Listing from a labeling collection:
<<<<

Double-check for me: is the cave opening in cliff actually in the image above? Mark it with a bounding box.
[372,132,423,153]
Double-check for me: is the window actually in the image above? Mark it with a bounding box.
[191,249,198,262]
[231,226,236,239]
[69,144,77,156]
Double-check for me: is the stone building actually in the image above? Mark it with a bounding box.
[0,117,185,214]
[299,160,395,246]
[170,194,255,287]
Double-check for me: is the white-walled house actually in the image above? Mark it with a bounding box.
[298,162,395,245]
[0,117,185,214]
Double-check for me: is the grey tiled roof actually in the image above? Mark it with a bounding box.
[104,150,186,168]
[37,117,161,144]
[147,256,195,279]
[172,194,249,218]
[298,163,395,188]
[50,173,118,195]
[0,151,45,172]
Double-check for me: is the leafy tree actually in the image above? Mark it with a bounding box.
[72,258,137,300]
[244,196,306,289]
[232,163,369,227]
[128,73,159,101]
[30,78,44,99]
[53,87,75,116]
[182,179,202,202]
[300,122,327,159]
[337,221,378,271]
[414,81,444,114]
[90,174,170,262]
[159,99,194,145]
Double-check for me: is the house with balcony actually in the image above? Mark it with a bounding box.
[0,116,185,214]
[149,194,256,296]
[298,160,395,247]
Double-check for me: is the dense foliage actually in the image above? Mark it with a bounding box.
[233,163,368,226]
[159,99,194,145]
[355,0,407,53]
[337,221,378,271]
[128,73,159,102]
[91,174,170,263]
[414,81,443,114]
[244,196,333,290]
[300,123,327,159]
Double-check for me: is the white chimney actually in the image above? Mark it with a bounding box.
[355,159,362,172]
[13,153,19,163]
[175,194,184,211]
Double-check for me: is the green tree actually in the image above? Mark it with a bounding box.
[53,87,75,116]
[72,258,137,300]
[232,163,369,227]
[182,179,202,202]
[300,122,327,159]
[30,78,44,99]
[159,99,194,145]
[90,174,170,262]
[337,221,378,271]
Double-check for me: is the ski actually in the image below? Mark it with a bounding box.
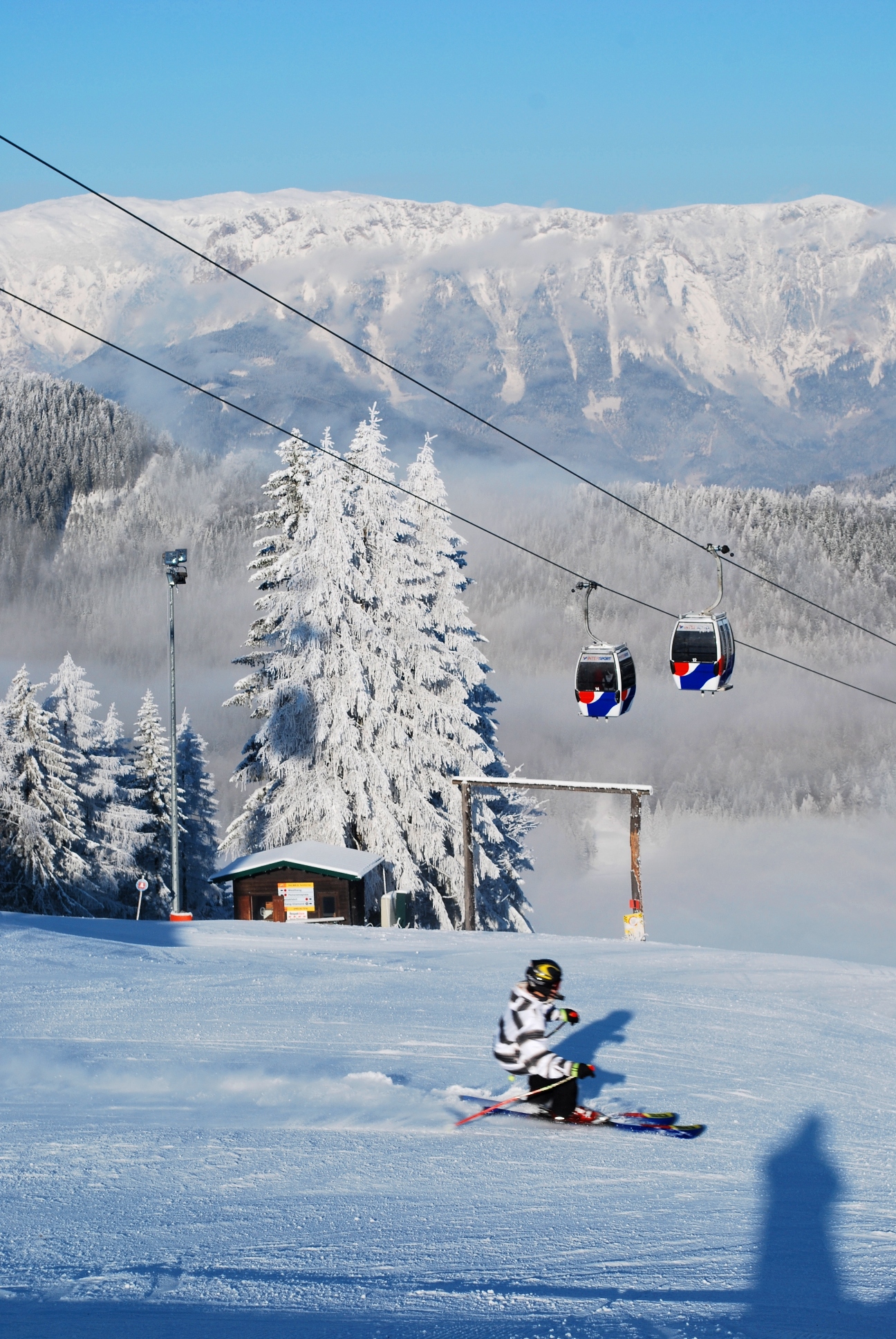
[460,1093,706,1140]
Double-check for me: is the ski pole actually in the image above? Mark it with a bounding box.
[454,1074,569,1129]
[545,1019,566,1042]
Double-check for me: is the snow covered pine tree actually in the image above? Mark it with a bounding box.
[177,711,224,920]
[223,406,532,930]
[44,655,143,916]
[133,690,174,917]
[0,665,92,916]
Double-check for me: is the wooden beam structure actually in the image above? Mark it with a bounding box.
[451,777,653,939]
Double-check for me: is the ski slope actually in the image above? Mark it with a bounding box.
[0,913,896,1339]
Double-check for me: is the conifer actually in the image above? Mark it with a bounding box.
[0,665,93,916]
[177,711,224,918]
[133,690,171,917]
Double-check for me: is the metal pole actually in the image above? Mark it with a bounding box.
[460,784,476,930]
[628,791,644,913]
[167,580,185,912]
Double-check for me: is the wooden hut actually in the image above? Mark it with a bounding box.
[212,841,383,925]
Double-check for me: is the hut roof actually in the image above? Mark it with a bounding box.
[212,841,383,884]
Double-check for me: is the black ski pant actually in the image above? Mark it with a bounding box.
[529,1074,579,1119]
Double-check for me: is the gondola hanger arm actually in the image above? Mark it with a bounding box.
[572,581,600,641]
[700,544,734,613]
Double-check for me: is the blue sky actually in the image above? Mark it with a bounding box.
[0,0,896,212]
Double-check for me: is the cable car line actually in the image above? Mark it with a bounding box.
[0,136,896,647]
[0,282,896,707]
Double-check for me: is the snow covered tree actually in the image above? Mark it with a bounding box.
[224,406,530,930]
[224,418,403,883]
[131,690,171,917]
[0,665,94,916]
[93,703,147,914]
[399,434,534,931]
[177,711,224,918]
[44,655,143,916]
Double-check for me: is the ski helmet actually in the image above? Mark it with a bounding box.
[526,957,563,1000]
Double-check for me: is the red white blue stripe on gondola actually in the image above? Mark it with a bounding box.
[670,613,734,692]
[576,643,635,719]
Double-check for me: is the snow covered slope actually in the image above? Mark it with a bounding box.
[0,190,896,483]
[0,913,896,1339]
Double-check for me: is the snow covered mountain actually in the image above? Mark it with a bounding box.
[0,190,896,483]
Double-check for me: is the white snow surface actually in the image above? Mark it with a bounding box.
[0,913,896,1339]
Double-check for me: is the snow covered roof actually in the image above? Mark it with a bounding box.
[212,841,383,884]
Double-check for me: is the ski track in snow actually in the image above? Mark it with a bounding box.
[0,913,896,1339]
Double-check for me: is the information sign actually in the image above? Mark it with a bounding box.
[277,884,315,921]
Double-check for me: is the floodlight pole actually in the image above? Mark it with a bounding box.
[162,549,186,916]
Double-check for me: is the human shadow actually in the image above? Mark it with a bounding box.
[739,1114,896,1339]
[554,1008,635,1099]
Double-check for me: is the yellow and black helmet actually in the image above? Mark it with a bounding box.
[526,957,563,1000]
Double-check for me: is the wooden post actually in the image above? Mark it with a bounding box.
[628,790,644,912]
[460,784,476,930]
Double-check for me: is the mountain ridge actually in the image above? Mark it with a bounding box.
[0,189,896,485]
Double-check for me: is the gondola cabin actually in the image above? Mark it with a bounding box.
[212,841,383,925]
[670,613,734,692]
[576,641,635,721]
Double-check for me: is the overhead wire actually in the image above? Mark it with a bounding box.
[0,286,896,707]
[0,136,896,647]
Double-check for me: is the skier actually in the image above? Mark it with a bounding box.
[494,957,597,1123]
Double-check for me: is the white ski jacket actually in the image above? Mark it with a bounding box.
[494,981,572,1079]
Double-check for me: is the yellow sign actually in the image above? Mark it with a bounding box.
[623,912,647,944]
[277,884,315,920]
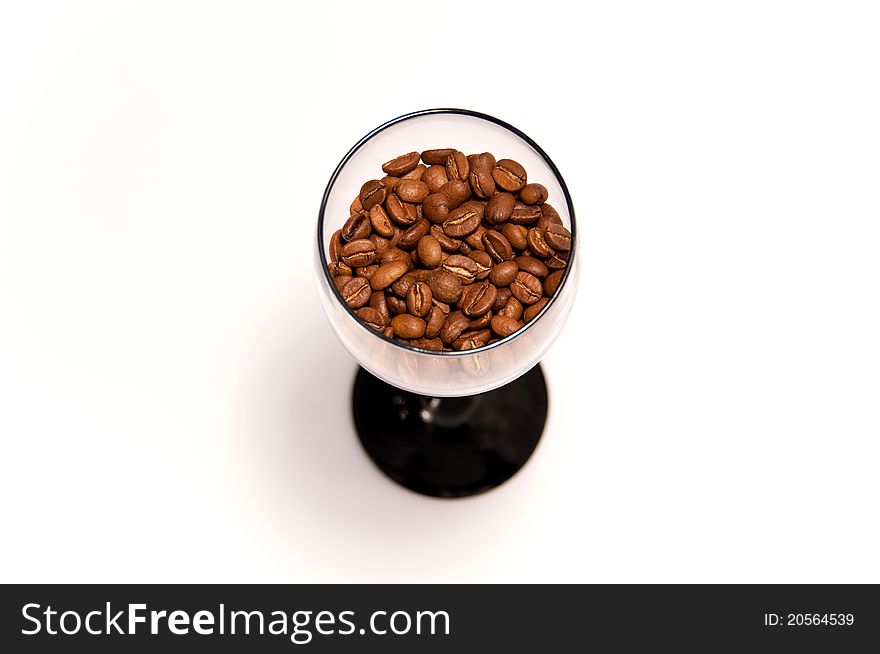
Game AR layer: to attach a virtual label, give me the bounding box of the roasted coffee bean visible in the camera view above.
[385,295,406,316]
[333,275,354,295]
[461,280,496,318]
[422,165,449,193]
[489,261,519,286]
[342,211,372,243]
[425,306,446,338]
[327,261,354,277]
[508,202,541,225]
[486,193,516,225]
[544,223,571,252]
[401,164,428,181]
[394,179,428,202]
[514,254,548,277]
[399,218,431,249]
[341,238,376,268]
[510,270,544,304]
[370,259,409,291]
[355,307,388,332]
[431,225,461,252]
[526,227,554,259]
[492,159,524,193]
[382,152,419,177]
[468,250,494,283]
[483,229,514,263]
[537,202,562,229]
[370,291,391,324]
[468,170,495,198]
[427,269,462,302]
[406,282,433,318]
[519,184,549,204]
[452,329,491,350]
[360,179,385,211]
[391,313,425,338]
[492,286,513,313]
[489,315,519,338]
[422,193,449,223]
[523,298,549,322]
[544,270,565,297]
[329,229,343,263]
[437,179,471,211]
[342,277,373,309]
[443,205,480,238]
[501,223,529,250]
[422,148,455,166]
[498,297,523,320]
[446,150,471,181]
[440,254,480,284]
[417,234,443,268]
[370,204,394,238]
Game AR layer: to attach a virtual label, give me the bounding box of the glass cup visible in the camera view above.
[315,109,578,497]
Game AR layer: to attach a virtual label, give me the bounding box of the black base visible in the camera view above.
[354,366,547,497]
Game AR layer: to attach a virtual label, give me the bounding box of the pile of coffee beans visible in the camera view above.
[328,148,571,350]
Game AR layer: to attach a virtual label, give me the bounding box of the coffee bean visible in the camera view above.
[544,270,565,297]
[422,193,449,223]
[508,202,541,225]
[443,205,480,238]
[391,313,425,338]
[382,152,419,177]
[483,229,514,262]
[515,254,548,277]
[498,297,523,320]
[425,305,446,338]
[492,159,524,192]
[394,179,428,202]
[360,179,385,211]
[437,179,471,211]
[406,282,433,318]
[370,260,409,291]
[329,229,342,263]
[446,150,470,180]
[526,227,554,259]
[342,211,372,242]
[523,298,549,323]
[440,254,480,284]
[342,277,372,309]
[440,311,470,345]
[501,223,529,250]
[489,261,519,286]
[510,270,544,304]
[544,223,571,252]
[461,280,496,318]
[341,238,376,268]
[355,307,388,332]
[519,184,549,204]
[400,218,431,249]
[486,193,516,225]
[426,269,461,302]
[422,148,455,165]
[489,315,519,338]
[468,250,494,284]
[422,165,449,193]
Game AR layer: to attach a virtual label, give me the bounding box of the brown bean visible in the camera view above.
[370,259,409,291]
[489,261,519,286]
[489,315,519,338]
[391,313,426,338]
[394,179,428,202]
[510,270,544,304]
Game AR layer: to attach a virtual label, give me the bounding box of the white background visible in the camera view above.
[0,1,880,582]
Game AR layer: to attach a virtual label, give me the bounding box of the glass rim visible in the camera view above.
[317,108,577,357]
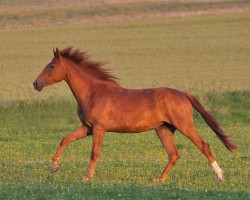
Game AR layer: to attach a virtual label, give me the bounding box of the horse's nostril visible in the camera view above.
[33,81,37,88]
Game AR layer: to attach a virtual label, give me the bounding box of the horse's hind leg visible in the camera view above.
[155,125,180,182]
[51,126,91,173]
[179,124,223,180]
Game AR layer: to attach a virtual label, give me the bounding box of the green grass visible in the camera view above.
[0,93,250,199]
[0,3,250,199]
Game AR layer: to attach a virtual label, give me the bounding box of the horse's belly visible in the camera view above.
[108,114,163,133]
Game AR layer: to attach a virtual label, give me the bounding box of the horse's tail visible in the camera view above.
[186,94,238,152]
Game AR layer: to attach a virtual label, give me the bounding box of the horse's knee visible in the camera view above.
[169,152,180,165]
[60,137,68,146]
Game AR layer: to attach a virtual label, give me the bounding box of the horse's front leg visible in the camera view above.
[51,126,91,173]
[84,129,105,181]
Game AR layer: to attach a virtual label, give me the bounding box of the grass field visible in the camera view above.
[0,1,250,199]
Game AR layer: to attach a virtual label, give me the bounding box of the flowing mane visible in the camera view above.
[60,47,119,85]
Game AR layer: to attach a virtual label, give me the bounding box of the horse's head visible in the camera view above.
[33,48,66,91]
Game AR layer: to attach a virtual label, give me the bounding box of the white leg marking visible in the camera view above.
[211,161,223,180]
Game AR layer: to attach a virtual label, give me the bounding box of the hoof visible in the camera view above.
[83,176,93,182]
[153,178,165,183]
[50,163,59,174]
[217,175,224,181]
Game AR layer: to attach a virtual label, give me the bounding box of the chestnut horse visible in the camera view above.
[34,47,237,182]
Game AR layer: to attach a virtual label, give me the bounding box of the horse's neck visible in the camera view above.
[65,67,96,104]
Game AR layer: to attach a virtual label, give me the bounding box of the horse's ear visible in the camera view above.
[53,47,60,57]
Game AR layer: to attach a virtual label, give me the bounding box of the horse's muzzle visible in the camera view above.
[33,80,45,92]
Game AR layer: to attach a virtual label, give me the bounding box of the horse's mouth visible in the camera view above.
[33,81,43,92]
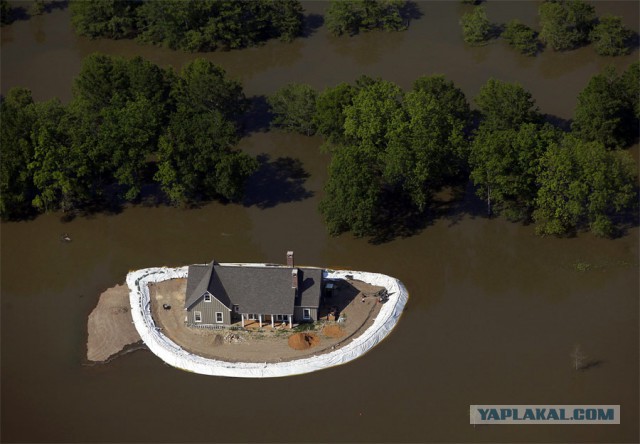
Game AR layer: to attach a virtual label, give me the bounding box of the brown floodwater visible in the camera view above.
[1,1,640,442]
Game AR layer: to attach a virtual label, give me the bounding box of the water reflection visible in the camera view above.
[326,30,406,67]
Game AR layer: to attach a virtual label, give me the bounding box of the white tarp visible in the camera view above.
[127,264,409,378]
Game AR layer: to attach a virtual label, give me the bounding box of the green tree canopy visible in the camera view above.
[538,0,596,51]
[469,123,561,219]
[29,100,99,211]
[590,15,631,56]
[320,145,382,236]
[69,0,140,39]
[460,6,491,45]
[384,75,469,211]
[313,83,357,144]
[267,83,318,136]
[621,62,640,119]
[70,0,303,51]
[155,110,257,205]
[475,78,540,129]
[344,80,404,152]
[0,88,37,219]
[171,59,247,120]
[533,135,637,236]
[572,66,638,148]
[502,19,539,56]
[321,76,469,236]
[326,0,406,35]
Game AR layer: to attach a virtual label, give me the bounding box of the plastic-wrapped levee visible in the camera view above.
[127,264,409,378]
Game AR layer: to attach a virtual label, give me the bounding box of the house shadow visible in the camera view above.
[243,153,313,209]
[318,279,360,321]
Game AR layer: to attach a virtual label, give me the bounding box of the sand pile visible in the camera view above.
[322,325,344,338]
[289,333,320,350]
[87,285,141,362]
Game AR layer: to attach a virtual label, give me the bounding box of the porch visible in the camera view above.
[233,313,293,329]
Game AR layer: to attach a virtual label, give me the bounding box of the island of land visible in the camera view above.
[87,267,406,373]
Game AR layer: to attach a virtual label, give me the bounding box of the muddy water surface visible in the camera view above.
[1,2,640,442]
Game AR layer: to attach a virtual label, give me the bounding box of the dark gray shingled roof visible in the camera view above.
[185,262,322,315]
[296,268,322,307]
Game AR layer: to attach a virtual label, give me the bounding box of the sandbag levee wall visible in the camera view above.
[127,264,409,378]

>>>>

SHORT TASK: Retype everything in the listing from the line containing "Double-check for me: is the skier" down to the line containing "[354,366,547,497]", with both of those lines included. Leave the pictures out of your answer.

EXERCISE OUTPUT:
Double-check for me: is the skier actually in the image above? Mark it with a bounding box.
[494,957,597,1123]
Double-check for me: is the white ski jacket actually in the image above? Mark it with a bounding box.
[494,981,572,1079]
Double-check for me: is the yellow sign actually in the image above? Mark it with a bounding box.
[623,912,647,944]
[277,884,315,920]
Game AR layer: to attach a virtual label, give me the bounding box of the roasted coffee bean visible in the camera view above.
[385,295,406,316]
[333,275,354,295]
[461,280,496,318]
[422,165,449,193]
[489,261,519,286]
[342,211,372,243]
[425,306,446,338]
[327,261,354,277]
[508,202,541,225]
[486,193,516,225]
[544,223,571,252]
[401,164,428,181]
[394,179,428,202]
[514,254,548,277]
[399,218,431,249]
[341,238,376,268]
[510,270,544,304]
[370,259,409,291]
[355,307,388,332]
[431,225,461,252]
[526,227,554,259]
[492,159,524,193]
[382,152,419,177]
[468,250,494,283]
[483,229,514,263]
[537,202,562,229]
[370,291,391,324]
[468,170,495,198]
[427,269,462,302]
[406,282,433,318]
[519,184,549,204]
[452,329,491,350]
[360,179,385,211]
[391,313,425,338]
[492,286,513,313]
[489,315,519,338]
[422,193,449,223]
[523,298,549,322]
[544,270,565,297]
[329,229,343,263]
[437,179,471,211]
[342,277,373,309]
[443,205,480,238]
[501,223,529,250]
[422,148,455,166]
[498,297,523,320]
[446,150,471,181]
[440,254,480,284]
[417,234,443,268]
[370,204,394,238]
Game AR layer: to attach a virtual label, give me the bounding box of the glass cup visible in the camera view above.
[315,109,578,497]
Game AR layer: to attach a virtual label, give me the bounding box of the black base visible in the camera view above.
[354,366,547,497]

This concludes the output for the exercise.